*ASSIGNMENT*
Your output should be the lines of the entries below, exactly, from the first one through the line that holds "box: [0, 0, 399, 29]".
========================
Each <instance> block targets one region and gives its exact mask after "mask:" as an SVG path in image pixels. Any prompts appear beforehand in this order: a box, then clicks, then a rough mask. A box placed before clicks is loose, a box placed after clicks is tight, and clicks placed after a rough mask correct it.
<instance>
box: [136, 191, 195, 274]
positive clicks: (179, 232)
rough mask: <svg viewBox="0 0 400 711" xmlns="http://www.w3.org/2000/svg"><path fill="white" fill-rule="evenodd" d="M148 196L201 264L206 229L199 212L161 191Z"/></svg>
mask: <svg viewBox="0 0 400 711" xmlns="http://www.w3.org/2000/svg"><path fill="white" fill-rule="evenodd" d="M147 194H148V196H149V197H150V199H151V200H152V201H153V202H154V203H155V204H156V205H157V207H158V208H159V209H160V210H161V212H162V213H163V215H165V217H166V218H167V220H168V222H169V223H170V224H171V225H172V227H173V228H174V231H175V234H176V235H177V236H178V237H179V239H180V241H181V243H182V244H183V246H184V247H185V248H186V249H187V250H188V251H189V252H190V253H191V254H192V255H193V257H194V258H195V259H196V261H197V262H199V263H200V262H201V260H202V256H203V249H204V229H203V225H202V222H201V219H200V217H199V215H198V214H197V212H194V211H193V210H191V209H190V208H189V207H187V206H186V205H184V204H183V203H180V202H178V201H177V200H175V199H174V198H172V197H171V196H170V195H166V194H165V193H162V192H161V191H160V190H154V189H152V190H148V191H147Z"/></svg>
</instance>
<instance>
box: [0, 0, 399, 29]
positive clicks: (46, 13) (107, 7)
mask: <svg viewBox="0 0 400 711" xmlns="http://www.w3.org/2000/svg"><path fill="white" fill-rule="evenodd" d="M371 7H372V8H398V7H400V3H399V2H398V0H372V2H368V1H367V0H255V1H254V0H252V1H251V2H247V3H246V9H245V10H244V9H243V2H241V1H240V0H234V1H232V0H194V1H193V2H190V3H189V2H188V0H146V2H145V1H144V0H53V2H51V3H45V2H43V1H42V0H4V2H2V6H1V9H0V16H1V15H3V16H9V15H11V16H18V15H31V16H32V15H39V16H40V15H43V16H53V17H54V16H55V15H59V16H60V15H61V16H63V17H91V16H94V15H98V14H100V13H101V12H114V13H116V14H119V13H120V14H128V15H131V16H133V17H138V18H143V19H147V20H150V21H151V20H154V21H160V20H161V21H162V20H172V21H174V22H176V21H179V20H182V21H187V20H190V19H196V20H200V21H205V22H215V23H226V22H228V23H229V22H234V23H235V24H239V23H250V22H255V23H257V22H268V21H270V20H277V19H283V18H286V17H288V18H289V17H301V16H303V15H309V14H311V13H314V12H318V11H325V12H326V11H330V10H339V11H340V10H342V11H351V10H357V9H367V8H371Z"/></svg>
========================
*RESPONSE TO THIS TASK*
Each <instance> block targets one region and gives its exact mask after "mask:" as an SVG path in image pixels. Any prompts appear beforehand in this order: a box, then clicks, then a rough mask. A box placed before clicks is loose, a box placed after clicks is tight, and clicks placed after a rough mask correct it.
<instance>
box: [136, 191, 195, 274]
positive clicks: (179, 232)
rough mask: <svg viewBox="0 0 400 711" xmlns="http://www.w3.org/2000/svg"><path fill="white" fill-rule="evenodd" d="M148 196L201 264L206 229L199 212L161 191Z"/></svg>
mask: <svg viewBox="0 0 400 711" xmlns="http://www.w3.org/2000/svg"><path fill="white" fill-rule="evenodd" d="M147 194H148V196H149V197H150V199H151V200H152V201H153V202H154V203H155V204H156V205H157V207H158V208H159V209H160V210H161V212H162V213H163V215H165V217H166V218H167V220H168V222H169V223H170V224H171V225H172V227H173V228H174V231H175V234H176V235H177V236H178V237H179V239H180V241H181V243H182V244H183V246H184V247H185V248H186V249H187V250H188V251H189V252H190V253H191V254H192V255H193V257H194V258H195V259H196V261H197V262H199V263H200V262H201V260H202V256H203V249H204V229H203V225H202V222H201V219H200V217H199V215H198V214H197V212H194V211H193V210H191V209H190V208H189V207H187V206H186V205H184V204H183V203H180V202H178V201H177V200H175V199H174V198H172V197H171V196H170V195H166V194H165V193H162V192H161V191H160V190H154V189H152V190H148V191H147Z"/></svg>
</instance>
<instance>
box: [0, 0, 399, 29]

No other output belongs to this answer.